Westchester,
New York— Writer-Director
Kenneth Lonergan’s new drama Manchester by
the Sea
has been winning glowing reviews and multiple awards, including
five Golden Globe nominations, for its emotionally riveting story of Lee
Chandler (Casey Affleck), a Massachusetts man who takes guardianship of his
adolescent nephew, Patrick (Lucas Hedges), after the boy’s father dies.
Recently named Best Film of 2016 by the National Board of Review, the movie is
a deeply poignant, unexpectedly funny exploration of the power of familial
love, community, sacrifice and hope.
For the film’s sound team, led by Supervising Sound
Editor/Re-Recording Mixer Jacob Ribicoff and including Foley specialist Alchemy Post
Sound, the emotional weight of the story and Lonergan’s restrained direction
posed unique creative challenges. Ribicoff, who served in the same role for Lonergan’s
previous film Margaret, calls Manchester by the Sea a “quiet film”
driven by character and dialogue and with sound cast in a delicate, but
essential, supporting role.

“Making a quiet movie is hard, because, as a sound designer,
you want to infuse every scene with something more than dialogue,” he explains.
“But you have to resist that temptation and keep it quiet and let the
performances speak for themselves.”
Ribicoff points to a scene near the end of the film where Lee
is engaged in a tense conversation with his wife Randi (Michelle Williams).
“They’re standing on a side street with cars going by in the background, so I
came to the mix with traffic and wind,” he recalls. “But when we started to mix
it, Kenny said, ‘No, let’s pare it down. I want to be with the characters and
what they’re saying.’ There were some traffic sounds in the production track so
I was able to focus on that and add just a tiny bit of air to the surround to
give you that feeling of being outside.”
The Foley team, made up of Alchemy Post Sound Foley artists
Leslie Bloome and Joanna Fang, and Foley Mixers Ryan Collison and  Nicholas Seaman, worked with similar
restraint. Although they produced Foley effects used throughout the film, for
the most part they were applied subtly and with care.
Sound made a crucial contribution to the story. “Foley is
important because its keeps the audience viscerally connected to the
characters,” explains Ribicoff. “Even the subtlest Foley sounds—a rustle or a
footstep—played a big role in Manchester.
If you hear a character’s movement, you feel his movement, if you feel his
movement, you feel his emotional presence.”

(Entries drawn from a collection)
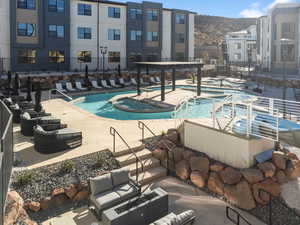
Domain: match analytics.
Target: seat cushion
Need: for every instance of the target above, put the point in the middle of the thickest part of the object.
(101, 184)
(126, 191)
(106, 200)
(120, 176)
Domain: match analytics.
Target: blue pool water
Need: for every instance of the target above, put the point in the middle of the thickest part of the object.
(98, 104)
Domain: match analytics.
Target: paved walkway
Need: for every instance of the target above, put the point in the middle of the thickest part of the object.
(209, 210)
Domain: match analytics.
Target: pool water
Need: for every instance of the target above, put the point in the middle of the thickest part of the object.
(98, 104)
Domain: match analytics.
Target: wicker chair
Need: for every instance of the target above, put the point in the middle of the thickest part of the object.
(28, 123)
(49, 141)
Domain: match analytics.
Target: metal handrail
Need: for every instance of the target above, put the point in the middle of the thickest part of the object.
(113, 132)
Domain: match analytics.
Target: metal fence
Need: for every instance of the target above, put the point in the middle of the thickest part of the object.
(6, 155)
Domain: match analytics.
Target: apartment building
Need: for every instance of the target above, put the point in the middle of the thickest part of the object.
(69, 34)
(241, 45)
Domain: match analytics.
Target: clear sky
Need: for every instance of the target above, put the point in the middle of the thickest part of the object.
(227, 8)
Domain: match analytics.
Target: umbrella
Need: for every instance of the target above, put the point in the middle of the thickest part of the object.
(38, 96)
(29, 90)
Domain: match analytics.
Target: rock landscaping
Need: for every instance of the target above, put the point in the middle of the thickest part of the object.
(249, 189)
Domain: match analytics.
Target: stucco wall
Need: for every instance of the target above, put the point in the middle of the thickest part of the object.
(227, 148)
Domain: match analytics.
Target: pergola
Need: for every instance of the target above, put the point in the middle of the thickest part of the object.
(167, 66)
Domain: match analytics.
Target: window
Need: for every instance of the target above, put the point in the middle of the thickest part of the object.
(114, 12)
(180, 19)
(56, 56)
(26, 56)
(56, 31)
(180, 38)
(136, 35)
(135, 14)
(84, 9)
(84, 33)
(56, 5)
(152, 15)
(84, 56)
(26, 4)
(152, 36)
(288, 30)
(114, 57)
(114, 34)
(26, 29)
(287, 53)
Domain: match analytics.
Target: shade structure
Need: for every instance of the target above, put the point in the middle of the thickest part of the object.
(163, 66)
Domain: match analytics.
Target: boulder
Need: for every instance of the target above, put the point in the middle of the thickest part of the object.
(252, 175)
(240, 195)
(230, 176)
(293, 169)
(267, 168)
(183, 170)
(198, 178)
(269, 187)
(200, 164)
(279, 160)
(214, 184)
(217, 167)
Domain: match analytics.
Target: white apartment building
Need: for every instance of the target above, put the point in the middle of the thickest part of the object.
(241, 45)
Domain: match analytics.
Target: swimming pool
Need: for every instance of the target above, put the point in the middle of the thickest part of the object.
(98, 104)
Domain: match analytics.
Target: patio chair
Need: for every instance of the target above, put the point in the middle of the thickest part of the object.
(104, 84)
(79, 86)
(111, 189)
(95, 84)
(113, 83)
(53, 139)
(28, 122)
(185, 218)
(60, 88)
(69, 87)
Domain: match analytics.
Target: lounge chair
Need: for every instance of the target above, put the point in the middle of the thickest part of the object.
(54, 139)
(111, 189)
(104, 84)
(69, 87)
(113, 84)
(60, 88)
(95, 84)
(185, 218)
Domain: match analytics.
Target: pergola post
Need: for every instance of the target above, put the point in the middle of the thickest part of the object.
(173, 79)
(139, 81)
(198, 80)
(163, 80)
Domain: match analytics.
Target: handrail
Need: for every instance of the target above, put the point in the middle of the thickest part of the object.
(113, 132)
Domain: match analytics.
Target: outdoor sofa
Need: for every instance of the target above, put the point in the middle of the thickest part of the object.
(111, 189)
(55, 138)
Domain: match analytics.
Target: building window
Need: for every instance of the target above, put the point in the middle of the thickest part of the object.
(26, 4)
(288, 30)
(287, 53)
(56, 56)
(114, 57)
(56, 31)
(26, 56)
(136, 35)
(152, 15)
(114, 34)
(84, 56)
(180, 19)
(114, 12)
(180, 38)
(84, 9)
(84, 33)
(56, 5)
(152, 36)
(135, 14)
(26, 29)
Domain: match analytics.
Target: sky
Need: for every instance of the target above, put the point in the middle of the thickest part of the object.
(226, 8)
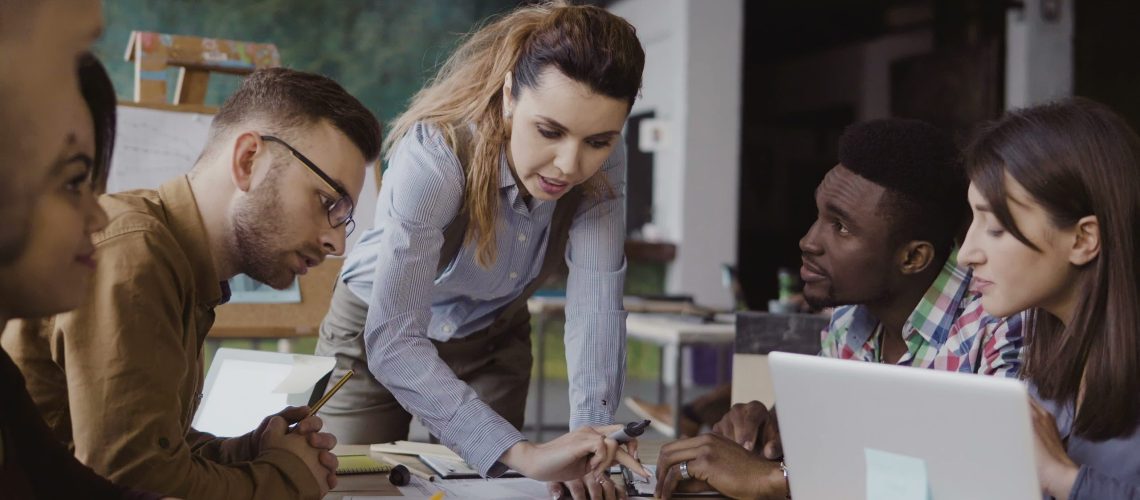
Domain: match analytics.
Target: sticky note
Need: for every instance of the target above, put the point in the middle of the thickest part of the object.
(893, 476)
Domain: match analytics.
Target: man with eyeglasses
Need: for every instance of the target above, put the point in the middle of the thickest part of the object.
(120, 378)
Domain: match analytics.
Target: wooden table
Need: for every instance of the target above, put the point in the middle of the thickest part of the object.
(543, 309)
(668, 330)
(377, 484)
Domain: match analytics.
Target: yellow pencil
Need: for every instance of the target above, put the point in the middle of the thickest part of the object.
(330, 393)
(323, 400)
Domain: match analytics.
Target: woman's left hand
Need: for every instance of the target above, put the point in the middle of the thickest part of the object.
(1056, 470)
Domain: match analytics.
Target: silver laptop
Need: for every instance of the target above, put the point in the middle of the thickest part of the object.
(243, 387)
(855, 429)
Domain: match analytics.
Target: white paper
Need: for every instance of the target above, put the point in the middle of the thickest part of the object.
(307, 370)
(242, 398)
(247, 291)
(153, 146)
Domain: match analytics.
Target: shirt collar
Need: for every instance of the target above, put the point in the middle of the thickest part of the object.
(185, 223)
(935, 313)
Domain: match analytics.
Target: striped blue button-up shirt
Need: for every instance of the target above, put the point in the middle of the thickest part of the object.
(393, 269)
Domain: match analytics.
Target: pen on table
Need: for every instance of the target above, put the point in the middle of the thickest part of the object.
(325, 398)
(399, 475)
(629, 432)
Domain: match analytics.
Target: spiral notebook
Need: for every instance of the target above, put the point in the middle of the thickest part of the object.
(360, 464)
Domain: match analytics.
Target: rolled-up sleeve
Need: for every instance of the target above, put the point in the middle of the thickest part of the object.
(1092, 485)
(595, 332)
(423, 191)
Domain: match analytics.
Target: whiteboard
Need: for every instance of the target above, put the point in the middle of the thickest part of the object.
(153, 146)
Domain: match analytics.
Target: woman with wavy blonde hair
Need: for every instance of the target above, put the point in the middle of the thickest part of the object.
(509, 165)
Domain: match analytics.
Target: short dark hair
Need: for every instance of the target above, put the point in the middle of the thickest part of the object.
(291, 98)
(921, 169)
(99, 95)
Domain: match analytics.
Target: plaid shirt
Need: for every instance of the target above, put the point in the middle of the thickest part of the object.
(947, 330)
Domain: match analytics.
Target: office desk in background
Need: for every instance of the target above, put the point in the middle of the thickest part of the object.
(669, 330)
(666, 322)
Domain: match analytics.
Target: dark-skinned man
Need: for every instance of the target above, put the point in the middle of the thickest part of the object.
(882, 251)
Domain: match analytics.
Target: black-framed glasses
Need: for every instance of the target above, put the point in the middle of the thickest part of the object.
(340, 210)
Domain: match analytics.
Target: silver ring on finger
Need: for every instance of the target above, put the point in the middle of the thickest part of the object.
(684, 470)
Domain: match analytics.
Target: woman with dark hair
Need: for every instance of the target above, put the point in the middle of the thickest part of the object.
(505, 167)
(1056, 198)
(51, 276)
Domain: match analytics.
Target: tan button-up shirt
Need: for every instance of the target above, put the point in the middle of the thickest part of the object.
(120, 377)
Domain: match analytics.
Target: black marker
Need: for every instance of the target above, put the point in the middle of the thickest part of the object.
(629, 432)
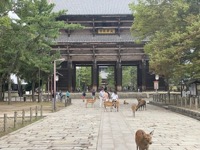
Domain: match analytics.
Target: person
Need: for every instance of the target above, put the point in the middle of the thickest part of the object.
(114, 96)
(101, 95)
(93, 93)
(60, 95)
(83, 96)
(106, 96)
(67, 94)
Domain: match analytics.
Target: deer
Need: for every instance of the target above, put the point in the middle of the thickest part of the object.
(125, 102)
(141, 104)
(92, 101)
(133, 107)
(143, 140)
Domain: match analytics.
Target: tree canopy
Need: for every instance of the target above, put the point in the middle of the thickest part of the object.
(25, 43)
(172, 30)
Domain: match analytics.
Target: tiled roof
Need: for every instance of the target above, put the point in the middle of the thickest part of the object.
(93, 7)
(97, 38)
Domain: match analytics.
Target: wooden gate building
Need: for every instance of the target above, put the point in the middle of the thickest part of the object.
(104, 40)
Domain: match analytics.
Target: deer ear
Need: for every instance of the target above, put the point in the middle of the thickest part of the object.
(151, 133)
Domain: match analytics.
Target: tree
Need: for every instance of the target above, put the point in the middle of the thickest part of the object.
(172, 28)
(42, 28)
(26, 42)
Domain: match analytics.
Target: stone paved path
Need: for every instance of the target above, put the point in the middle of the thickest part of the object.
(77, 127)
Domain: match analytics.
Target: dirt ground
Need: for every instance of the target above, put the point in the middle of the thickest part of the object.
(18, 106)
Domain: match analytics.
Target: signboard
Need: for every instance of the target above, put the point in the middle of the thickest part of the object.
(106, 31)
(156, 86)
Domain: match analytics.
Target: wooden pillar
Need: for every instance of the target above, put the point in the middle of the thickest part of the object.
(118, 76)
(69, 74)
(143, 75)
(73, 77)
(139, 76)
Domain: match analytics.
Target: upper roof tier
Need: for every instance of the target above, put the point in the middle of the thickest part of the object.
(93, 7)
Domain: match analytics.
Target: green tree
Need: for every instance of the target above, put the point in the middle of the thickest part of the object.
(32, 36)
(172, 31)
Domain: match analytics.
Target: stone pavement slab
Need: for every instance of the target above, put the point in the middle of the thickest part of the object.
(77, 127)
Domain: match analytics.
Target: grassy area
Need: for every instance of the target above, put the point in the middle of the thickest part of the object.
(19, 107)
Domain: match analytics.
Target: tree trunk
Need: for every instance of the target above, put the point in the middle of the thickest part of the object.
(1, 90)
(9, 90)
(33, 91)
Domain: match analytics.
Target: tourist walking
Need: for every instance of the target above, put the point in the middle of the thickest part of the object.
(101, 96)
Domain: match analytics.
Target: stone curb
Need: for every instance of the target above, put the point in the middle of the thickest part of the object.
(184, 111)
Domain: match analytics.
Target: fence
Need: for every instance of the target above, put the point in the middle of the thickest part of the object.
(176, 99)
(10, 122)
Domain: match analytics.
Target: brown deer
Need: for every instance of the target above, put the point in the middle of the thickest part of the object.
(125, 102)
(133, 107)
(116, 105)
(143, 140)
(91, 101)
(141, 104)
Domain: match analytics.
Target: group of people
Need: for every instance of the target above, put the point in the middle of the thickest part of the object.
(104, 95)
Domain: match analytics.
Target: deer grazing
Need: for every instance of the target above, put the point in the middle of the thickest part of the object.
(125, 102)
(114, 104)
(143, 140)
(91, 101)
(133, 107)
(141, 104)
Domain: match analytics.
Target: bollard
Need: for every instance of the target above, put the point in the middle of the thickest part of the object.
(196, 103)
(5, 123)
(41, 111)
(23, 116)
(66, 102)
(36, 112)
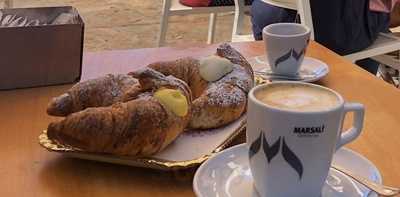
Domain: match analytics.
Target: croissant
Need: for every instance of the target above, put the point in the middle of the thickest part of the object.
(99, 92)
(154, 116)
(216, 103)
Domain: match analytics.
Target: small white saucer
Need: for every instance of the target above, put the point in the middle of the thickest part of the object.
(227, 174)
(310, 67)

● **What the task asks**:
Copy out the passage of the article above on the sound work for Manchester by the Sea, from "For the film’s" to "essential, supporting role.".

● **Task solution**:
For the film’s sound team, led by Supervising Sound
Editor/Re-Recording Mixer Jacob Ribicoff and including Foley specialist Alchemy Post
Sound, the emotional weight of the story and Lonergan’s restrained direction
posed unique creative challenges. Ribicoff, who served in the same role for Lonergan’s
previous film Margaret, calls Manchester by the Sea a “quiet film”
driven by character and dialogue and with sound cast in a delicate, but
essential, supporting role.